[Passage given]:
☆ ☆ ☆

Stream via socket with multiple clients

Python
1

The code that I have already works. What I do is create two servers and two clients to open two different codes with different ports, because when I use the same port I get an error. But, the problem is the problem is that two windows open and that makes me think that consumption is higher (or am I wrong?). What I am looking for is to consume as little as possible, that is, to have one server.py and two clients (client-1.py and cliente-2.py).

My code is:

server.py

import socket
import cv2
import pickle
import struct 

HOST=''
PORT=8485

s=socket.socket(socket.AF_INET,socket.SOCK_STREAM)
print('Socket created')

s.bind((HOST,PORT))
print('Socket bind complete')
s.listen(10)
print('Socket now listening')

conn,addr=s.accept()

data = b""
payload_size = struct.calcsize(">L")
print("payload_size: {}".format(payload_size))
while True:
    while len(data) < payload_size:
        print("Recv: {}".format(len(data)))
        data += conn.recv(4096)

    print("Done Recv: {}".format(len(data)))
    packed_msg_size = data[:payload_size]
    data = data[payload_size:]
    msg_size = struct.unpack(">L", packed_msg_size)[0]
    print("msg_size: {}".format(msg_size))
    while len(data) < msg_size:
        data += conn.recv(4096)
    frame_data = data[:msg_size]
    data = data[msg_size:]

    frame=pickle.loads(frame_data, fix_imports=True, encoding="bytes")
    frame = cv2.imdecode(frame, cv2.IMREAD_COLOR)
    cv2.imshow('ImageWindow',frame)
    cv2.waitKey(1)

client.py

import cv2
import socket
import struct
import pickle

client_socket = socket.socket(socket.AF_INET, socket.SOCK_STREAM)
client_socket.connect(('0.0.0.0', 8485))
connection = client_socket.makefile('wb')

☆ ☆ ☆

[Short problem]:
Retype the part of the socket streaming post that starts at "frame = cv2.imdecode(frame, cv2.IMREAD_COLOR)" and ends at "client_socket.connect(('0.0.0.0', 8485))", keeping every character the same.

[Data section]:
☆ ☆ ☆

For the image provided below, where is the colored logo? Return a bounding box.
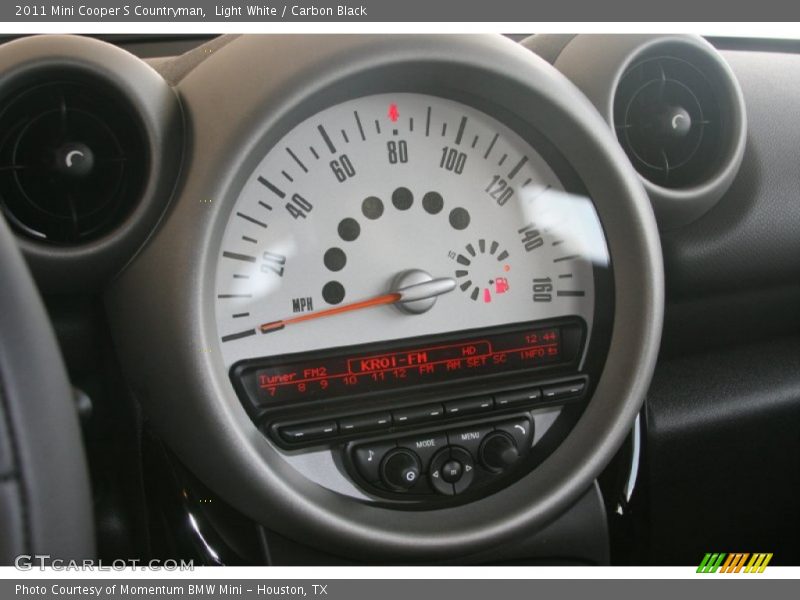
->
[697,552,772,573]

☆ ☆ ☆

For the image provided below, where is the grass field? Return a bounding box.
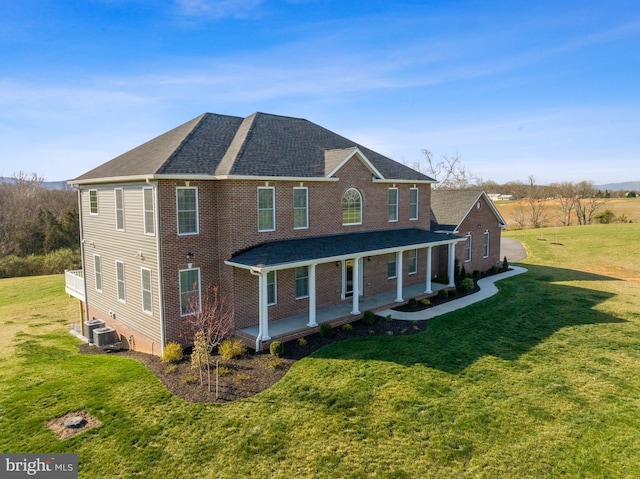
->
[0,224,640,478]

☆ ☆ ☆

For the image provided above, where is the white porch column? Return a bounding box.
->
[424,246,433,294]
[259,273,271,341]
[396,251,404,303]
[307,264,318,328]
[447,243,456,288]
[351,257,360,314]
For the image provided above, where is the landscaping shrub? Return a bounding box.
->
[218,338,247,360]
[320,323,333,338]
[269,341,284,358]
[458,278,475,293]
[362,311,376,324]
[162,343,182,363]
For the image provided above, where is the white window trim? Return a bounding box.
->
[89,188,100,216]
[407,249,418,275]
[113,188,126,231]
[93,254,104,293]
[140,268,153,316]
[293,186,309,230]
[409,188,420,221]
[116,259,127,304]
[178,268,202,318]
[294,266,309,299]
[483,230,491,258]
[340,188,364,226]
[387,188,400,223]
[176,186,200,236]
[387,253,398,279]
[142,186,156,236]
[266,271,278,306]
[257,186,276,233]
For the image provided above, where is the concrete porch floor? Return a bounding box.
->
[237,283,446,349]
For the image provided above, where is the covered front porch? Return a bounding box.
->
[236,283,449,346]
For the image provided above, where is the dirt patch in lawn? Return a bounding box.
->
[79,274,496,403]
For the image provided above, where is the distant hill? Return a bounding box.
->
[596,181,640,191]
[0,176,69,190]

☆ ☆ ☆

[Expected output]:
frame = cv2.imdecode(frame, cv2.IMREAD_COLOR)
    cv2.imshow('ImageWindow',frame)
    cv2.waitKey(1)

client.py

import cv2
import socket
import struct
import pickle

client_socket = socket.socket(socket.AF_INET, socket.SOCK_STREAM)
client_socket.connect(('0.0.0.0', 8485))